§ YOUR INSTRUCTIONS
Return every line below as a JSON list of strings, one string per line, skipping blank lines. Omit the pictures from the list.

<<<<

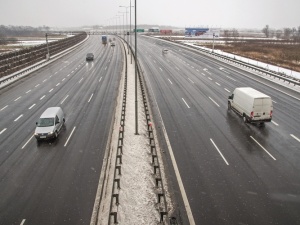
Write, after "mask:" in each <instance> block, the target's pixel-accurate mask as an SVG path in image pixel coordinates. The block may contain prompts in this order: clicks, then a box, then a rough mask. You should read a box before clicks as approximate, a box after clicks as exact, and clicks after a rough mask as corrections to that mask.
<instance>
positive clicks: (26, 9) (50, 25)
mask: <svg viewBox="0 0 300 225" xmlns="http://www.w3.org/2000/svg"><path fill="white" fill-rule="evenodd" d="M136 1H137V24H150V25H171V26H179V27H196V26H197V27H200V26H201V27H202V26H205V27H218V28H259V29H261V28H263V27H265V26H266V25H269V26H270V27H271V28H278V29H280V28H284V27H298V26H300V11H299V10H300V0H251V1H250V0H207V1H203V0H182V1H174V0H136ZM134 2H135V1H134V0H131V3H132V5H134ZM129 4H130V0H105V1H104V0H50V1H43V0H1V2H0V9H1V13H0V25H23V26H33V27H37V26H43V25H45V26H50V27H78V26H83V25H112V24H116V23H122V24H123V16H122V15H124V18H126V17H125V15H126V14H122V13H118V12H121V11H125V10H126V9H125V8H120V7H119V6H120V5H123V6H129ZM128 12H129V8H128ZM118 14H121V18H120V19H116V16H117V15H118ZM132 16H134V8H132ZM132 18H133V17H132ZM128 21H129V13H128ZM132 23H134V18H133V19H132Z"/></svg>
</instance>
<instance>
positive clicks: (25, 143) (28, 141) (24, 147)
mask: <svg viewBox="0 0 300 225" xmlns="http://www.w3.org/2000/svg"><path fill="white" fill-rule="evenodd" d="M33 137H34V135H32V136H31V137H30V138H29V140H28V141H27V142H26V143H25V144H24V145H23V146H22V148H21V149H24V148H25V147H26V145H27V144H28V143H29V142H30V141H31V139H32V138H33Z"/></svg>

>>>>

§ RESPONSE TO THE TASK
[
  "Write, after \"mask:\" in each <instance> block, the target's pixel-accurate mask as an SVG path in image pixel coordinates. The block may contain prompts in this order: clicks, then a box, then a rough mask. You should read a box before clicks as approximate, a box after clicks as exact, and clicks after a rough mask as corrections to that mask.",
  "<instance>",
  "positive clicks: (26, 9) (50, 25)",
  "mask: <svg viewBox=\"0 0 300 225\" xmlns=\"http://www.w3.org/2000/svg\"><path fill=\"white\" fill-rule=\"evenodd\" d=\"M136 1H137V24H150V25H171V26H179V27H196V26H197V27H200V26H201V27H202V26H205V27H218V28H259V29H261V28H263V27H265V26H266V25H269V26H270V27H271V28H278V29H280V28H284V27H298V26H300V11H299V10H300V0H251V1H250V0H207V1H203V0H182V1H174V0H136ZM134 2H135V1H134V0H131V3H132V5H134ZM129 4H130V0H105V1H104V0H50V1H43V0H1V2H0V9H1V13H0V25H23V26H33V27H37V26H43V25H45V26H50V27H78V26H83V25H112V24H116V23H122V24H123V16H122V15H124V18H126V17H125V15H126V14H122V13H118V12H121V11H125V10H126V9H125V8H120V7H119V6H120V5H123V6H129ZM128 12H129V8H128ZM118 14H121V18H120V19H116V16H117V15H118ZM132 16H134V8H132ZM132 18H133V17H132ZM128 21H129V13H128ZM132 23H134V18H133V19H132Z\"/></svg>",
  "</instance>",
  "<instance>",
  "positive clicks: (25, 143) (28, 141) (24, 147)",
  "mask: <svg viewBox=\"0 0 300 225\" xmlns=\"http://www.w3.org/2000/svg\"><path fill=\"white\" fill-rule=\"evenodd\" d=\"M33 137H34V135H32V136H31V137H30V138H29V140H28V141H27V142H26V143H25V144H24V145H23V146H22V148H21V149H24V148H25V147H26V145H27V144H28V143H29V142H30V141H31V139H32V138H33Z\"/></svg>"
]